Aim => Please extract every line of the entries below that contains the word "center", copying each line in full. Case counts.

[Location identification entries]
_____

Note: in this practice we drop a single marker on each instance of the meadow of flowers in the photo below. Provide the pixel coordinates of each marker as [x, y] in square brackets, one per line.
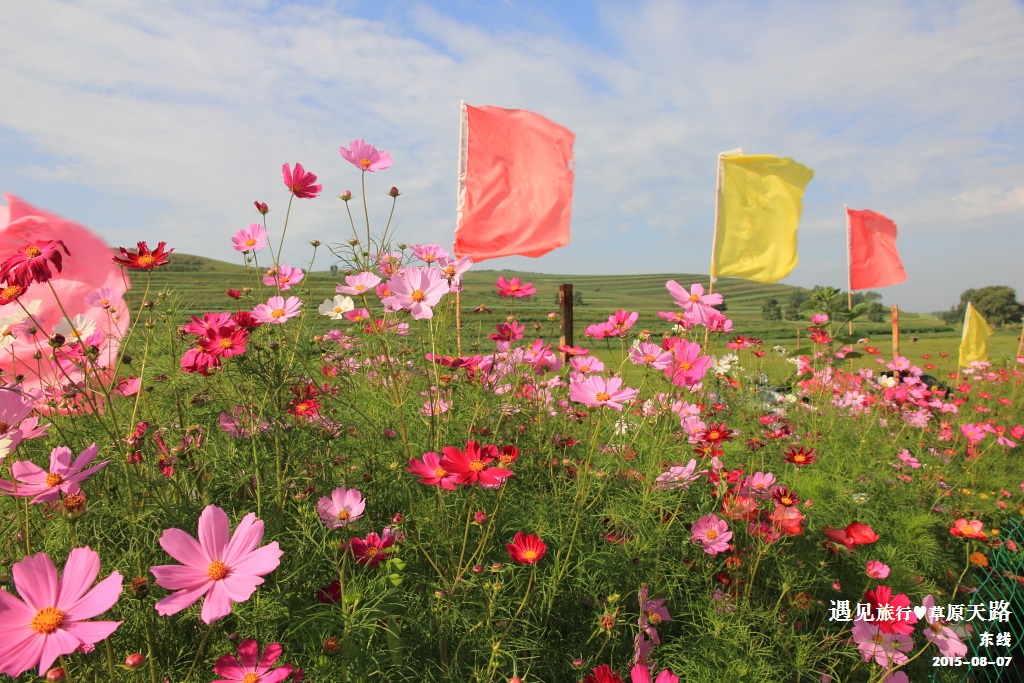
[241, 498]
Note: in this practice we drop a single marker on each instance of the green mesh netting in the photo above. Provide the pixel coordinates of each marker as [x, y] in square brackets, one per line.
[1003, 580]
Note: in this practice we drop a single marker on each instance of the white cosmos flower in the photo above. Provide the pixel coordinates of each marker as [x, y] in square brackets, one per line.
[337, 307]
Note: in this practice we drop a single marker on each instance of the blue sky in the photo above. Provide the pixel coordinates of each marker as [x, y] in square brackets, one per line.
[164, 121]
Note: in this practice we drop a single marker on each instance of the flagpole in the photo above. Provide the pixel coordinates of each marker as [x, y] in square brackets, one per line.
[849, 266]
[460, 178]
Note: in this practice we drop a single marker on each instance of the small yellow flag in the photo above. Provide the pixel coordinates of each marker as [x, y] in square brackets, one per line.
[759, 211]
[976, 333]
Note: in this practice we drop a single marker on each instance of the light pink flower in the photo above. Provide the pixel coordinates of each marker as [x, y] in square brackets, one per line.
[250, 239]
[50, 619]
[276, 310]
[418, 290]
[366, 157]
[713, 532]
[345, 505]
[596, 390]
[222, 567]
[360, 283]
[877, 569]
[62, 477]
[249, 667]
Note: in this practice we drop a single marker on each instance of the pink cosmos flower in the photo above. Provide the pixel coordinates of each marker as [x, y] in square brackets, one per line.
[284, 276]
[651, 355]
[713, 532]
[886, 648]
[596, 390]
[641, 674]
[429, 253]
[374, 549]
[366, 157]
[276, 310]
[877, 569]
[62, 477]
[698, 306]
[514, 288]
[251, 239]
[345, 505]
[418, 290]
[360, 283]
[948, 640]
[249, 667]
[50, 619]
[431, 472]
[223, 567]
[300, 182]
[688, 367]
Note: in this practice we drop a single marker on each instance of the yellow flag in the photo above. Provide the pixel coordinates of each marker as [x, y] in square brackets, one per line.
[976, 333]
[759, 210]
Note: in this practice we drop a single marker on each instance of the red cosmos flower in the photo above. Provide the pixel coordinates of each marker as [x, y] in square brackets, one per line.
[32, 262]
[300, 182]
[968, 529]
[144, 259]
[526, 548]
[471, 466]
[371, 551]
[799, 456]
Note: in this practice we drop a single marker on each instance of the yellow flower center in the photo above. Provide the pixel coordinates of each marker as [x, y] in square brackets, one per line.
[216, 570]
[47, 621]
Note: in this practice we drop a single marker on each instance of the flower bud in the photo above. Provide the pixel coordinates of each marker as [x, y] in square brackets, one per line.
[134, 662]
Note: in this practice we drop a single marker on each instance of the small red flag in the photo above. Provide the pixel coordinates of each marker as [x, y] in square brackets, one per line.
[873, 259]
[515, 183]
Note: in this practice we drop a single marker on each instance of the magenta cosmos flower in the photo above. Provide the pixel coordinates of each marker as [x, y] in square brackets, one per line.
[276, 310]
[249, 667]
[300, 182]
[366, 157]
[713, 532]
[418, 290]
[345, 505]
[62, 477]
[223, 567]
[51, 621]
[596, 390]
[250, 239]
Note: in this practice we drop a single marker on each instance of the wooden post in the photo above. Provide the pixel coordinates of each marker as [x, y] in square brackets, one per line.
[565, 308]
[895, 331]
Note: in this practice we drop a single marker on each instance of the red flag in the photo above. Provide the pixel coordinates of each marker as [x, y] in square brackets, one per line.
[873, 259]
[515, 183]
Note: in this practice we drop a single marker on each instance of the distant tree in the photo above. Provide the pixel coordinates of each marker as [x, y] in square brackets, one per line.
[997, 304]
[771, 310]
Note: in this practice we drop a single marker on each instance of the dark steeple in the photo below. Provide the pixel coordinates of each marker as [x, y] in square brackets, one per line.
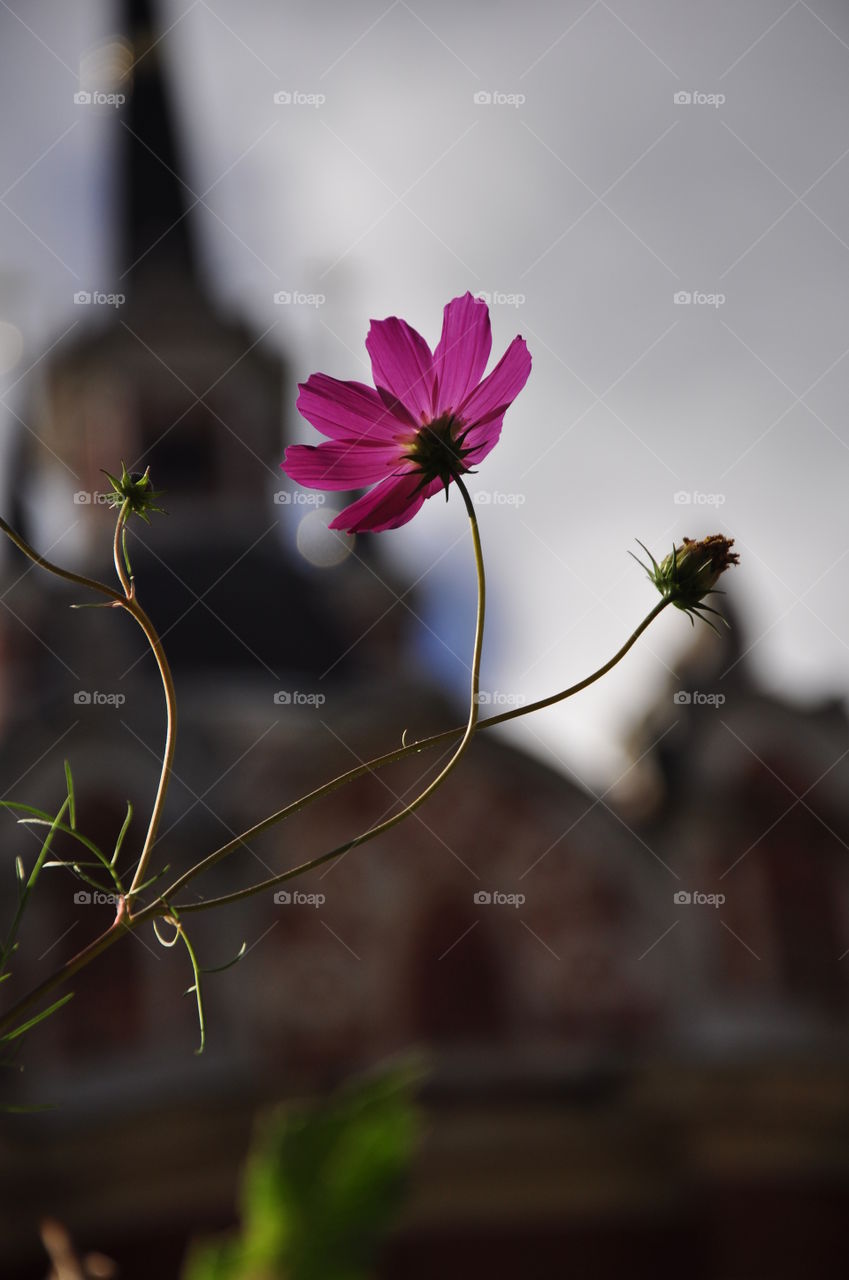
[156, 233]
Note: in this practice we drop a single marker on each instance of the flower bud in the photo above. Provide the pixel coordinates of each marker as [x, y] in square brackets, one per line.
[692, 571]
[135, 489]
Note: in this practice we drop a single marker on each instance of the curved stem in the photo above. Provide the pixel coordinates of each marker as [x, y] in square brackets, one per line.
[118, 927]
[117, 551]
[135, 608]
[401, 753]
[432, 786]
[126, 600]
[80, 579]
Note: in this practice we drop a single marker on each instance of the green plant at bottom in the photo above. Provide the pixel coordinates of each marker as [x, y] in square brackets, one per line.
[322, 1188]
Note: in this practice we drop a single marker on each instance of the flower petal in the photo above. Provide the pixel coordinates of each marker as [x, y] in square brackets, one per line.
[391, 503]
[500, 388]
[339, 464]
[462, 352]
[482, 439]
[402, 365]
[346, 410]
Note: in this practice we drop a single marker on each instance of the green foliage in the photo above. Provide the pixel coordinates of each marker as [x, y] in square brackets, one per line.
[322, 1188]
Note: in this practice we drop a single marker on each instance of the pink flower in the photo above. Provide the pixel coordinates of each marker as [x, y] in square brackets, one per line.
[432, 416]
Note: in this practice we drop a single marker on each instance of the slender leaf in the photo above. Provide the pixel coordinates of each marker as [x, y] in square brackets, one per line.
[37, 1018]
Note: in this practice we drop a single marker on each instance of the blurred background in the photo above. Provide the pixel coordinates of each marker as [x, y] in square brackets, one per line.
[621, 932]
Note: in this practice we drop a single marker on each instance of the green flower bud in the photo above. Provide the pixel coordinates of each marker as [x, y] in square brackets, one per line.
[692, 571]
[135, 490]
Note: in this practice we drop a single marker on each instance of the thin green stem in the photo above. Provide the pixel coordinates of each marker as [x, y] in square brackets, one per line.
[54, 568]
[117, 549]
[135, 608]
[127, 600]
[118, 927]
[401, 753]
[468, 732]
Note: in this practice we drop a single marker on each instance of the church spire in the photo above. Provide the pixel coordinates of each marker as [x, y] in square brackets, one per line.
[156, 234]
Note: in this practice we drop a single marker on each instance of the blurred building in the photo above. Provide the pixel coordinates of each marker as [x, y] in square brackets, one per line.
[580, 1019]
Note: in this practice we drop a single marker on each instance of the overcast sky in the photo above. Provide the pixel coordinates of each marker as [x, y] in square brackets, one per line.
[538, 152]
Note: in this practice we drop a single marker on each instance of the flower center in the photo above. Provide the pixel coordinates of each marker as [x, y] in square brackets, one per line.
[437, 449]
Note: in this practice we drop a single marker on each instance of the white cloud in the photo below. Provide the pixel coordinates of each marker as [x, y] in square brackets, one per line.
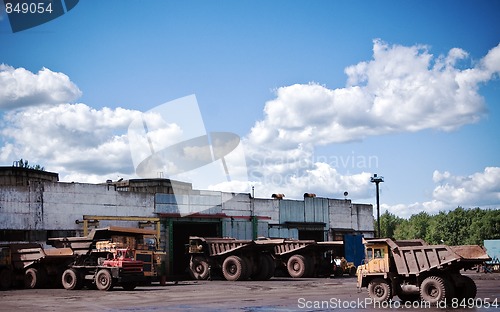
[481, 189]
[20, 87]
[402, 89]
[72, 139]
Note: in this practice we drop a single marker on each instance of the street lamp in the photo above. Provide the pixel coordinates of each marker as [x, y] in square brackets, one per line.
[376, 179]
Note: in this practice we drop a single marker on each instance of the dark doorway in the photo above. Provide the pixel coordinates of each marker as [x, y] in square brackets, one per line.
[181, 232]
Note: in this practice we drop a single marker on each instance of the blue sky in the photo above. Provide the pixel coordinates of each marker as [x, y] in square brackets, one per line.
[349, 88]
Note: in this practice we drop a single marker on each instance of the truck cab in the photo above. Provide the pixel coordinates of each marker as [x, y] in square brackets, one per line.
[377, 258]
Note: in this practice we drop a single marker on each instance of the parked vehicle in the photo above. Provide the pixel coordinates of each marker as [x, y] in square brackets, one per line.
[258, 259]
[414, 270]
[341, 267]
[105, 268]
[31, 266]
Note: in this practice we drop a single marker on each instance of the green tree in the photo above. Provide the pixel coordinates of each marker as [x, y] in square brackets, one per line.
[21, 163]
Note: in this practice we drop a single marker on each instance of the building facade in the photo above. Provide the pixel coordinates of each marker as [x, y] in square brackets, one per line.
[34, 206]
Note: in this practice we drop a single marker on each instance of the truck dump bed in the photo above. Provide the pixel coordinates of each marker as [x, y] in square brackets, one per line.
[221, 246]
[292, 246]
[415, 258]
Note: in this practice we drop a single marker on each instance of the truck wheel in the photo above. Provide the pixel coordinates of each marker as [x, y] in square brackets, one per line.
[271, 266]
[433, 289]
[352, 271]
[198, 268]
[338, 272]
[71, 279]
[5, 279]
[33, 278]
[379, 290]
[248, 268]
[233, 268]
[310, 267]
[296, 266]
[104, 280]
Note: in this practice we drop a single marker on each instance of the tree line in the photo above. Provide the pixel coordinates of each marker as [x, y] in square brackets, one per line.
[456, 227]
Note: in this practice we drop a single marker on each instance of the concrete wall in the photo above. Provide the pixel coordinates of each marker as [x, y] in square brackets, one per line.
[56, 206]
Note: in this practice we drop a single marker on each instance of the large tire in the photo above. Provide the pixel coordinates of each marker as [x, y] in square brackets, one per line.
[297, 266]
[271, 266]
[352, 271]
[5, 279]
[248, 268]
[34, 278]
[468, 290]
[129, 286]
[433, 290]
[104, 280]
[234, 268]
[379, 290]
[199, 268]
[71, 280]
[310, 267]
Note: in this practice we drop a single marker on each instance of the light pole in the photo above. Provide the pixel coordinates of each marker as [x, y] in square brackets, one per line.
[376, 179]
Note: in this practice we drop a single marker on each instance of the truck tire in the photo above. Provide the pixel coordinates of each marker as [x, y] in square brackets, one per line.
[310, 267]
[249, 268]
[104, 280]
[34, 278]
[233, 268]
[468, 290]
[263, 269]
[296, 266]
[433, 289]
[352, 271]
[199, 268]
[5, 279]
[271, 266]
[71, 280]
[338, 272]
[379, 290]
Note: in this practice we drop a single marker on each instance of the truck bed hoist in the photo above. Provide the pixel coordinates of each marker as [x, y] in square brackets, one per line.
[414, 270]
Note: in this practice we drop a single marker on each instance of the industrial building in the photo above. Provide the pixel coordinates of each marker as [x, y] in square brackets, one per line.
[35, 206]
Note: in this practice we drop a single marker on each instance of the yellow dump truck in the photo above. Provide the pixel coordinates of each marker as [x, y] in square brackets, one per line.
[414, 270]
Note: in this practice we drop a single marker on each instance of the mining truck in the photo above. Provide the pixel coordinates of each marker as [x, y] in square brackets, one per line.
[341, 266]
[237, 259]
[32, 266]
[142, 242]
[258, 259]
[414, 270]
[104, 268]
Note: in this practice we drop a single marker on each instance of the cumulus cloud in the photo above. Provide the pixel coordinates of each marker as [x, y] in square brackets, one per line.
[401, 89]
[479, 189]
[20, 87]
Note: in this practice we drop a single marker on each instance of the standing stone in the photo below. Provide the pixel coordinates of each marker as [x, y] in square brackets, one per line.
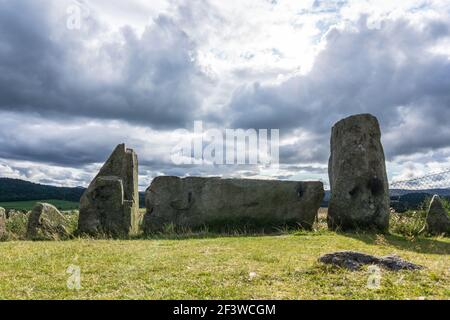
[110, 205]
[358, 179]
[230, 204]
[2, 224]
[46, 223]
[438, 221]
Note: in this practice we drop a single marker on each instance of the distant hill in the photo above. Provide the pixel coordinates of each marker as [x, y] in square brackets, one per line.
[20, 190]
[12, 190]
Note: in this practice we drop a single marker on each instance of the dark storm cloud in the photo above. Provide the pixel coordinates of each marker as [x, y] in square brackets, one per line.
[388, 71]
[51, 70]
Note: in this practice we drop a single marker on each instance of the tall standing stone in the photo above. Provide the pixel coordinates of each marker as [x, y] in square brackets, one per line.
[358, 179]
[438, 220]
[2, 224]
[110, 205]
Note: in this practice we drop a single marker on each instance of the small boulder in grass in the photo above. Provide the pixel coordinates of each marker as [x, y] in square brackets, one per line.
[355, 260]
[46, 223]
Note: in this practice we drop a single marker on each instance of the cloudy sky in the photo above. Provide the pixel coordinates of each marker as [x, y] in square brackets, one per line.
[135, 71]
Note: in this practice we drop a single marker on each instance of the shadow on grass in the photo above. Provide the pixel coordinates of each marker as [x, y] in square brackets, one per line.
[418, 244]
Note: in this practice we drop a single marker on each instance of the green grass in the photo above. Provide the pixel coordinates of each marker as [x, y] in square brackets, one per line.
[286, 267]
[28, 205]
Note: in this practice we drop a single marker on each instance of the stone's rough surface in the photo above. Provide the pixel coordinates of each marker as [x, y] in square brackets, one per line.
[230, 204]
[2, 224]
[438, 220]
[357, 171]
[46, 223]
[110, 205]
[355, 260]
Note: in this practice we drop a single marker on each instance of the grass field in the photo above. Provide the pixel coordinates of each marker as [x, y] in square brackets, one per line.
[28, 205]
[286, 267]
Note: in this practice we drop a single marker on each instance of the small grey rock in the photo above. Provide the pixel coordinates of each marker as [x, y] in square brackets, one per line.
[46, 223]
[355, 260]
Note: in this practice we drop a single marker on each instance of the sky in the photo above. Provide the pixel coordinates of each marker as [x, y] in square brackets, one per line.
[79, 77]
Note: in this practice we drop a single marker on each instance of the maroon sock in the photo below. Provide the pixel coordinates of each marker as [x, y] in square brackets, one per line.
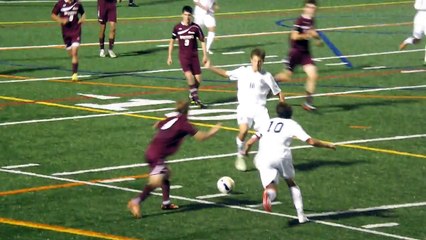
[101, 42]
[193, 90]
[309, 98]
[74, 67]
[166, 190]
[111, 43]
[145, 193]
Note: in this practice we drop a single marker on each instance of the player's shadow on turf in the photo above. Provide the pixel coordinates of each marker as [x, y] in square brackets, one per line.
[25, 70]
[141, 52]
[242, 47]
[309, 166]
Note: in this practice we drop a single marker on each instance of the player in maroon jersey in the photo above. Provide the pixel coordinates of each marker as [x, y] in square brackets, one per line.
[66, 12]
[186, 33]
[170, 135]
[299, 54]
[107, 12]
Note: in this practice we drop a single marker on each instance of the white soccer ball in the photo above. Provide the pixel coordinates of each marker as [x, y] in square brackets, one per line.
[225, 184]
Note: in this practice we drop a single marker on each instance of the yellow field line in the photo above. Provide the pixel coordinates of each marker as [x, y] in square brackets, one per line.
[225, 13]
[12, 76]
[104, 111]
[384, 150]
[142, 86]
[56, 228]
[65, 185]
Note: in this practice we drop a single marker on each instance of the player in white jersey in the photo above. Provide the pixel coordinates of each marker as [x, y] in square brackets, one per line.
[254, 85]
[204, 16]
[419, 29]
[274, 157]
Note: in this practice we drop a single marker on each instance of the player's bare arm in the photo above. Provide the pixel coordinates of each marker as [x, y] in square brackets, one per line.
[295, 35]
[218, 71]
[201, 135]
[58, 19]
[250, 143]
[82, 19]
[203, 46]
[169, 58]
[318, 143]
[281, 96]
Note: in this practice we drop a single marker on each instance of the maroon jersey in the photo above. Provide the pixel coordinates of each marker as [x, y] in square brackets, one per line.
[69, 10]
[169, 137]
[107, 11]
[302, 25]
[187, 37]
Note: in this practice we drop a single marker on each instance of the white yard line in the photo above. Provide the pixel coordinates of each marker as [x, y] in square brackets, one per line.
[212, 105]
[211, 203]
[380, 225]
[103, 169]
[222, 66]
[21, 166]
[371, 209]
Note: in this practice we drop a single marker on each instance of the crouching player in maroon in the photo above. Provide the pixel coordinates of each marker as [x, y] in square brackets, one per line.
[186, 33]
[66, 13]
[170, 135]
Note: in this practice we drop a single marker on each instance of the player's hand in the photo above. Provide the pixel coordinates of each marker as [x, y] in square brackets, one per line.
[207, 64]
[64, 21]
[319, 43]
[205, 59]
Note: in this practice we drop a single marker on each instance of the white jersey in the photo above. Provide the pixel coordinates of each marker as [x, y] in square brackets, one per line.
[209, 4]
[253, 87]
[276, 138]
[420, 5]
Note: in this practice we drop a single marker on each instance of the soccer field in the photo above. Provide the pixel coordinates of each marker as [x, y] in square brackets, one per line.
[71, 153]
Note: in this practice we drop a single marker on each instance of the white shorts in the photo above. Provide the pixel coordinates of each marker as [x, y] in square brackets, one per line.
[205, 20]
[249, 114]
[271, 169]
[419, 25]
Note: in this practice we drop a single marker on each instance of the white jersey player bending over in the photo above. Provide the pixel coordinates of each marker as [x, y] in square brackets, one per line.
[254, 85]
[419, 29]
[204, 16]
[274, 157]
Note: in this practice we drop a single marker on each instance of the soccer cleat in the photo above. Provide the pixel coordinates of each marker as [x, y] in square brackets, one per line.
[308, 107]
[134, 209]
[112, 54]
[240, 163]
[74, 77]
[402, 46]
[102, 53]
[200, 104]
[302, 218]
[170, 206]
[266, 202]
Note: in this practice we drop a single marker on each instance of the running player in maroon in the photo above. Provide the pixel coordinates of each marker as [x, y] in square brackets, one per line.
[107, 12]
[170, 135]
[66, 12]
[187, 32]
[303, 31]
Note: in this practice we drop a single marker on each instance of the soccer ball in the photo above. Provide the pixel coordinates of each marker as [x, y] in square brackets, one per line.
[225, 184]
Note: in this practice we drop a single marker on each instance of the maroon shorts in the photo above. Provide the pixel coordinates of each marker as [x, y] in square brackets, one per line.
[191, 65]
[107, 12]
[296, 57]
[71, 39]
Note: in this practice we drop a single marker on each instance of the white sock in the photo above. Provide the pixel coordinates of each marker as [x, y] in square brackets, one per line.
[272, 194]
[296, 194]
[240, 146]
[210, 39]
[409, 40]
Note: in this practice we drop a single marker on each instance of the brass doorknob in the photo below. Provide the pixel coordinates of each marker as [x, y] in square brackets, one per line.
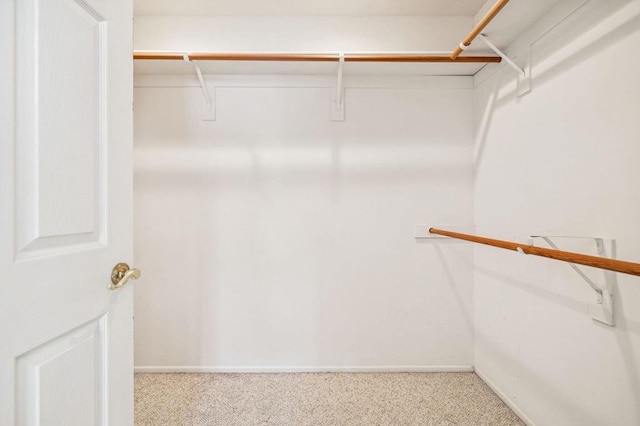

_____

Worked solution =>
Note: in this practice we drop a single marker on each instance of the yellow flower center in the photo above. Provide the pixel coordinates of each marker as [x, y] in square brackets, one per line.
Note: in this practice we drop a single marker on each instance of the flower center in the photo above. Provide the pixel coordinates of each marker as [x, y] in square brackets, one per line.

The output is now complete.